>> START
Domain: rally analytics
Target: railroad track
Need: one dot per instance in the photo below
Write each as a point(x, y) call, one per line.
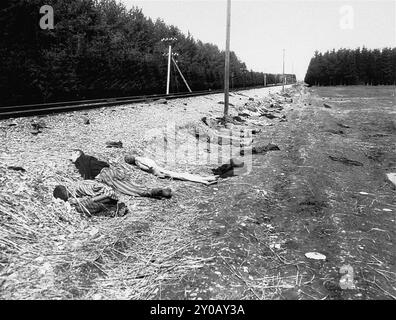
point(56, 107)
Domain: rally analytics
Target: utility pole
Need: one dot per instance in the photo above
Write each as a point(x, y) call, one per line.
point(168, 76)
point(227, 61)
point(181, 74)
point(168, 40)
point(283, 72)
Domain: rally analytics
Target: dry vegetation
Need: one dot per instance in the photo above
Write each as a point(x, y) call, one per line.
point(47, 250)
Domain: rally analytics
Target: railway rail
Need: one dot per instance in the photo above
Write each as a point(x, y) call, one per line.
point(57, 107)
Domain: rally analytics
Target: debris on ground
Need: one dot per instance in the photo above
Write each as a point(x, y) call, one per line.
point(161, 101)
point(16, 168)
point(229, 169)
point(335, 131)
point(392, 177)
point(315, 256)
point(38, 125)
point(342, 125)
point(113, 144)
point(346, 161)
point(85, 120)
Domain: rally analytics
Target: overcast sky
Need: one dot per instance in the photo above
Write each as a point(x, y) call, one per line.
point(260, 29)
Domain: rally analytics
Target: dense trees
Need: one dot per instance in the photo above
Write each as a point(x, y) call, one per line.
point(348, 67)
point(98, 48)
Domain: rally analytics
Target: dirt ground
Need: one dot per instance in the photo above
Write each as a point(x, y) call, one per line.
point(299, 200)
point(244, 238)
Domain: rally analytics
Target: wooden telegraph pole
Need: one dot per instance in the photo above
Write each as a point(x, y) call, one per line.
point(169, 41)
point(283, 72)
point(227, 62)
point(168, 76)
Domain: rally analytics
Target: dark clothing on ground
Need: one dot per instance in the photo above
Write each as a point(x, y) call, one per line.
point(89, 167)
point(235, 167)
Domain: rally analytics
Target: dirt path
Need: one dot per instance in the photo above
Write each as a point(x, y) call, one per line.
point(258, 227)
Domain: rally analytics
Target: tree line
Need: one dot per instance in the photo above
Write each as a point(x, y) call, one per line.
point(352, 67)
point(100, 49)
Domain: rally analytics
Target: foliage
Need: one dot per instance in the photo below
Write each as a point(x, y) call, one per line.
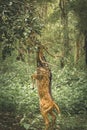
point(80, 9)
point(71, 90)
point(19, 21)
point(16, 95)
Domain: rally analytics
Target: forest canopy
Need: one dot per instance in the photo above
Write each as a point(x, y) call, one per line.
point(59, 26)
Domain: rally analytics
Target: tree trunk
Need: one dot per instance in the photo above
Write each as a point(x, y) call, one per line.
point(85, 47)
point(64, 21)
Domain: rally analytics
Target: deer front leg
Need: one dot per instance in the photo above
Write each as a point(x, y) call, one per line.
point(45, 117)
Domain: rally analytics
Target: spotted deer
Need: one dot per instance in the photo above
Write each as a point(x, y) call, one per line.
point(47, 104)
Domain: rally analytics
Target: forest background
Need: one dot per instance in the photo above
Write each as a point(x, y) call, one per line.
point(61, 27)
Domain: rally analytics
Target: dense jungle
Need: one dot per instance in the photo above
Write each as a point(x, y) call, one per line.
point(60, 27)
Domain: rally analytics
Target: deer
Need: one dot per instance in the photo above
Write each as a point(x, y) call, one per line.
point(47, 104)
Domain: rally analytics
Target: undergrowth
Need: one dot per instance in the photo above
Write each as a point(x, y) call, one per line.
point(69, 90)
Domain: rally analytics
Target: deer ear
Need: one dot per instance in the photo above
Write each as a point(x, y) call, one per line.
point(40, 77)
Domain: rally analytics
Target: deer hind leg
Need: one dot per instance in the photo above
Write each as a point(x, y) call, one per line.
point(45, 116)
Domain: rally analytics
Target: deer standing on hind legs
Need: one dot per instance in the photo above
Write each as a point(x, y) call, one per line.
point(43, 77)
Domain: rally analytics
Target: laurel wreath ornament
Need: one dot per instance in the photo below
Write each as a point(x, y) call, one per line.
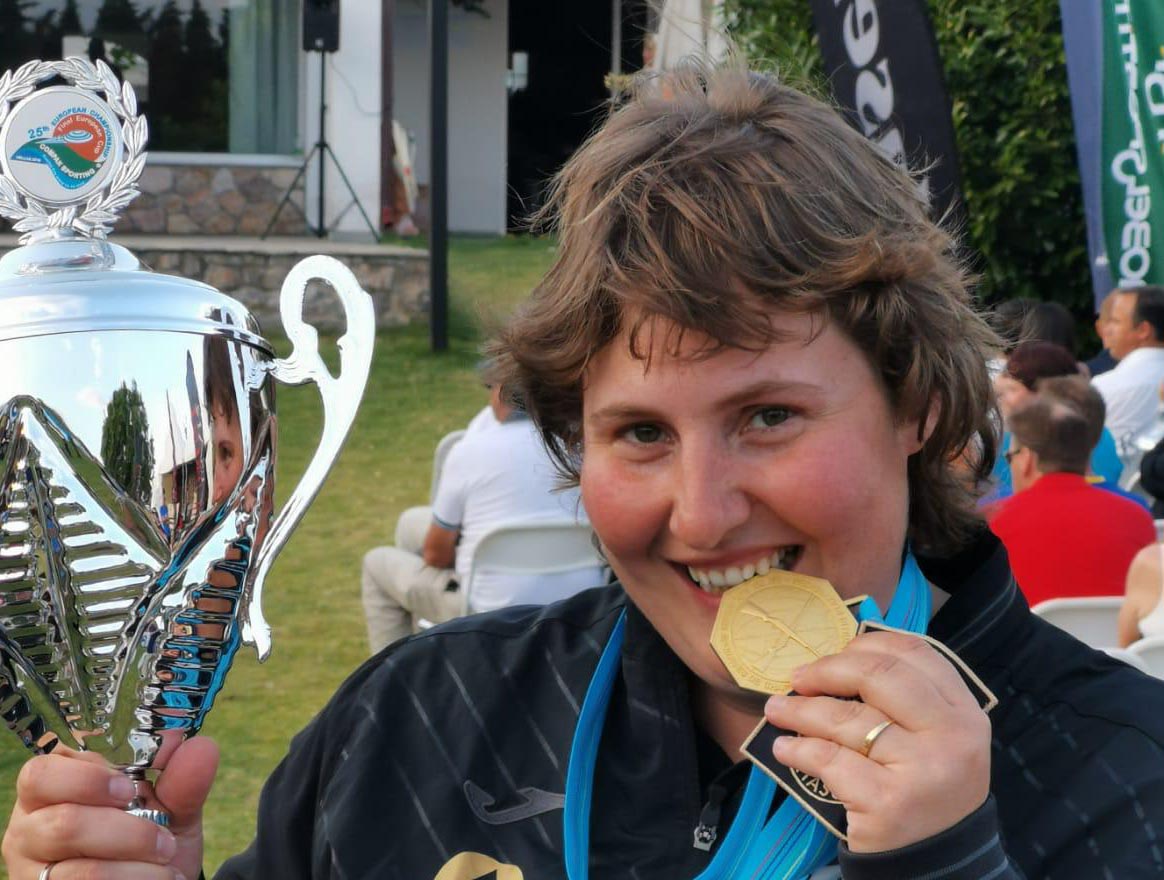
>> END
■ **Problem details**
Extract every row that contains the string "pole" and copy each one in full, in its original order.

■ **Solution**
Target: utility pole
Target: wooden telegraph pole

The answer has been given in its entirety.